§ **Short task**:
Format the entries from the line containing "Note to the class: locate the woman in red" through the line containing "<point>195,135</point>", both ends included, as a two-column CSV with the headers instruction and points: one row per entry, each field in quotation marks, and line breaks replaced by spaces. Leave the pictures out.

§ **Given information**:

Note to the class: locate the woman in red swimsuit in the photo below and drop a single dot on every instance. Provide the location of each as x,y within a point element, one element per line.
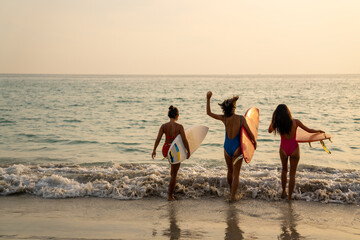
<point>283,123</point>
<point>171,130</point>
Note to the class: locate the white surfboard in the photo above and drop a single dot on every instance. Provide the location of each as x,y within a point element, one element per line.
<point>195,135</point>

* * *

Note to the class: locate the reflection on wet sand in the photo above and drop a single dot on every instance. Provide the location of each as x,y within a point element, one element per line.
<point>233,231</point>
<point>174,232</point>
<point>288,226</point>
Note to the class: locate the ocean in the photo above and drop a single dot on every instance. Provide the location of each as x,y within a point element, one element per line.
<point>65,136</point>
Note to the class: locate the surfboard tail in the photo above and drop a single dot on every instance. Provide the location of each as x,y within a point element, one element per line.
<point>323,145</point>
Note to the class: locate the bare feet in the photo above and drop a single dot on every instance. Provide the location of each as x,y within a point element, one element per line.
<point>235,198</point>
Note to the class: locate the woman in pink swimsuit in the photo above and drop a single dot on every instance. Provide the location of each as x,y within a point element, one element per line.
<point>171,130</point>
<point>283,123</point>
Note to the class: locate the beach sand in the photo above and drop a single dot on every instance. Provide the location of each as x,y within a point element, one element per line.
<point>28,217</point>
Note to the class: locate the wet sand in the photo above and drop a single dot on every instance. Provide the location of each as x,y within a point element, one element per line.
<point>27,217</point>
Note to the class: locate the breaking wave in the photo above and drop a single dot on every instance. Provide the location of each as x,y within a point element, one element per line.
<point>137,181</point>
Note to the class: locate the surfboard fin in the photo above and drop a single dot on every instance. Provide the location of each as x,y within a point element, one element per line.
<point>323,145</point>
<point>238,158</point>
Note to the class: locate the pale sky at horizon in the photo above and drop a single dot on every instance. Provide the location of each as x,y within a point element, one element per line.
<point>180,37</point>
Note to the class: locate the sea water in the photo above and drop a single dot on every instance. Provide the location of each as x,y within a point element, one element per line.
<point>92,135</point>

§ **Answer for the task**:
instruction,points
"Note to the class: locate the woman in red swimsuit in the photo below and drop a single dot on every instance. Provide the location of each as x,y within a point element, one element per line.","<point>283,123</point> <point>171,130</point>"
"Note to the class: locate the white surfboard in the photo above and drop a single dot on every instance. Provide the location of each as x,y within a point element, one element per line.","<point>195,135</point>"